[Begin]
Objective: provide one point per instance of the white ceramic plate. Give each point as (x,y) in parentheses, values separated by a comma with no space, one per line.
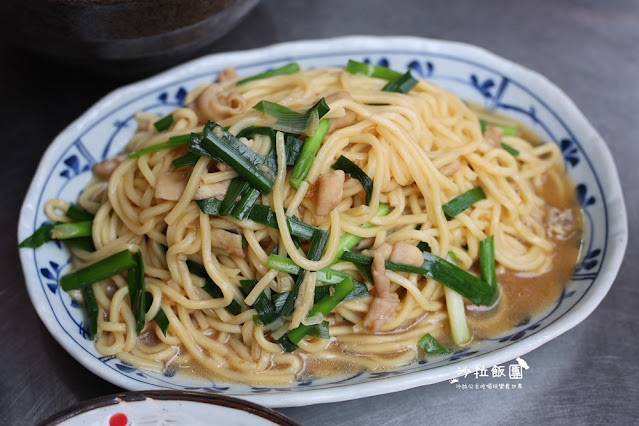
(472,73)
(165,408)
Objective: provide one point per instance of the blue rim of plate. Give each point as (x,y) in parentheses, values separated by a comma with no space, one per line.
(499,87)
(169,395)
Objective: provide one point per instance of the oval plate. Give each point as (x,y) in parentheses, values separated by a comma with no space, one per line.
(471,72)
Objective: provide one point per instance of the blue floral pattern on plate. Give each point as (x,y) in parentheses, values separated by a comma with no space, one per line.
(474,80)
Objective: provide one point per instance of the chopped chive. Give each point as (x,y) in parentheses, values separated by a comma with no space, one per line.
[End]
__WHAT THE EXERCISE ASKS__
From the data above, write out everything exactly except the pictures.

__RESPONSE BELOW__
Objective: provide one point per instance of the white ceramic plate. Give each point as (x,y) in parentheses, values separated by a comma with no space, one per line.
(472,73)
(165,408)
Objective: provide one point per instance of the blue rim of plate. Give each point as (x,y) in parentheses, values separated by a comma with no space, one per line.
(499,87)
(169,395)
Objective: provide one point per instance of the oval plate. Give each point as (x,y) in parentheses, values separated by a comma with no space, one per line.
(471,72)
Objective: provide one point per instance of the blue floral pattern on plate. Give each point as (x,y) in parentheses, values separated by a comma with no space, one per line.
(474,80)
Objective: provide one point per instance of the chopped chive. Give each point as (x,y) in parentheses, values separated by a comma with no space, one per line.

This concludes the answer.